→ Task objective: Copy the rows word for word, from the start of the rows up to and including the line containing "point(137, 317)". Leave out the pictures.

[Excerpts from a point labeling dataset]
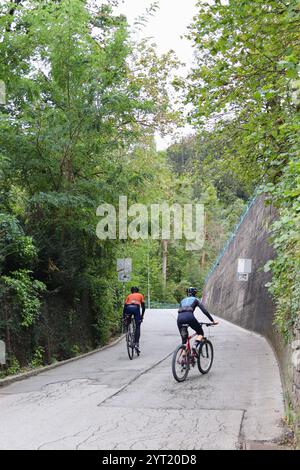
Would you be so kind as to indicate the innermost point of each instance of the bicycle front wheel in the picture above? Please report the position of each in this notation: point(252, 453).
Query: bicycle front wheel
point(180, 364)
point(205, 356)
point(130, 339)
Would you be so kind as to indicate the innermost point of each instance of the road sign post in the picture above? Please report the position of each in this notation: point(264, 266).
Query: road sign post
point(124, 269)
point(2, 353)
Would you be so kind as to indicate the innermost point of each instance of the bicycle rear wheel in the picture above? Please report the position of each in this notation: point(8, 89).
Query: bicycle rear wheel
point(180, 364)
point(205, 356)
point(130, 339)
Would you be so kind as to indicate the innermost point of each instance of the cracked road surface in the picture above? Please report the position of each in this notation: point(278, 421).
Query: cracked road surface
point(106, 401)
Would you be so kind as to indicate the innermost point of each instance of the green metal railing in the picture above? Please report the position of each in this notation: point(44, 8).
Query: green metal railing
point(231, 238)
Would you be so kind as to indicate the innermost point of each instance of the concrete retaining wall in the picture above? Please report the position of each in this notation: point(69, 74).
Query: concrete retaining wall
point(248, 303)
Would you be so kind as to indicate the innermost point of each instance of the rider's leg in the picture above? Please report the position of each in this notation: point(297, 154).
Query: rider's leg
point(137, 317)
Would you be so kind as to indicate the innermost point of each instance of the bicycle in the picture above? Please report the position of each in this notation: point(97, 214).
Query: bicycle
point(184, 357)
point(130, 327)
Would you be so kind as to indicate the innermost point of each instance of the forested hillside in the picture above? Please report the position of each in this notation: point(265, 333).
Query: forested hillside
point(83, 101)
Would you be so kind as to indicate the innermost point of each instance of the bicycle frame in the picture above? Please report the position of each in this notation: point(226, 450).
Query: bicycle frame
point(188, 341)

→ Task response:
Would you be so kind as to indicate the innermost point of each instance of the bicycle front wheel in the picture above? Please report the position of each in this notation: point(252, 453).
Query: bicycle front wheel
point(180, 364)
point(205, 356)
point(130, 339)
Would you be so kind as to indicate the innermost point of each instance of the road sign post in the picture above? Please report the position of each in this notation: point(264, 266).
Query: road sign post
point(124, 269)
point(2, 353)
Would you be so kind as to indicate the innermost point of each instance of the bicycle rear wheel in the picture above? Please report the position of each in this notation: point(8, 89).
Query: bicycle rear wheel
point(180, 364)
point(205, 356)
point(130, 339)
Would you be so kind as to indicate the innermost point of each instance of the cracked road surface in the picture above? Please report the position of each in this notation: point(278, 421).
Query: cracked road surface
point(106, 401)
Would you be so kind as to indicate the innermost point of each instance of the green metal railing in the picture above? Please report the position of each in this notation: point(44, 8).
Query: green metal railing
point(231, 238)
Would you be so kind as to indicate the innermost point of each instance of the concrete retaining wall in the picture above? Please report the position of each in this notation: point(69, 74).
Query: concrete retaining wall
point(248, 303)
Would you be so kind as to indicate the innermost point of each instance of the rider's leg in the picture above? Please report the position of each in this notation: point(297, 154).
Query: rider's leg
point(137, 317)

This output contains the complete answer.